◆ **Task goal**: Please copy the listing below, replacing each "straw hat" with "sun hat" and leaving everything else unchanged.

* Start *

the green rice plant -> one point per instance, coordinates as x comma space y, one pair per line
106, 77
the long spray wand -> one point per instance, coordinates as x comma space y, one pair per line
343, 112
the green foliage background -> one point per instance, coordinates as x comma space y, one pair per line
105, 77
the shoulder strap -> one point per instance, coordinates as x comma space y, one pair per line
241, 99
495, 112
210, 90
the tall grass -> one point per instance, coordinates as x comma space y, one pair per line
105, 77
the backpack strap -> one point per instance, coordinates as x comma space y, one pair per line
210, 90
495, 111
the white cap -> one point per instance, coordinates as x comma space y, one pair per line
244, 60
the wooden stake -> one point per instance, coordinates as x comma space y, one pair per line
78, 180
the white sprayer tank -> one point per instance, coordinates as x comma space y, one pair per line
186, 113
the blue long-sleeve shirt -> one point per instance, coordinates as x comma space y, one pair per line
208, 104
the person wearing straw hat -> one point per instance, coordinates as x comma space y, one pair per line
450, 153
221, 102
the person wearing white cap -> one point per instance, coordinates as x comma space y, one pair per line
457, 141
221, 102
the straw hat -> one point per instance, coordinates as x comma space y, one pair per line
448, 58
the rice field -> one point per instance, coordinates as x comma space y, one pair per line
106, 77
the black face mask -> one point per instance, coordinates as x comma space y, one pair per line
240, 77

* End *

◆ **Finished task**:
the green rice plant -> one point per instance, coordinates as x comma space y, one pair per line
106, 77
the long spray wand -> one point per instance, coordinates as x comma space y, one pair per line
343, 112
the green foliage background -> one point per instance, coordinates as x comma space y, one pair per line
105, 77
the shoulder strap -> one point per instance, coordinates as x comma space y, one pair per line
241, 99
495, 112
210, 90
the tall grass -> one point per instance, coordinates as x comma space y, one pair per line
105, 77
the backpack strap -> one point per instance, coordinates as x comma space y, one pair per line
210, 90
495, 111
the white cap -> one point per instance, coordinates as x comma space y, one pair per line
244, 60
the wooden stake -> one point per instance, coordinates as x comma space y, one pair per line
78, 180
the white sprayer tank -> one point per instance, coordinates as x comma space y, one pair per line
186, 113
the blue long-sleeve shirt -> one point per instance, coordinates as x comma space y, one pair per line
208, 104
the person wearing sun hat -> one point per instance, coordinates as x comma space y, one pair per line
450, 153
221, 102
the person wearing white cap -> one point per instance, coordinates as x comma space y, one pair per line
457, 141
221, 102
the sun hat -> one point per instance, coordinates as x comma space y, one pair per line
448, 58
the rice field -> one point per instance, coordinates as x comma space y, one pair per line
106, 77
the black face mask -> one point per instance, coordinates as x comma space y, one pair per line
240, 77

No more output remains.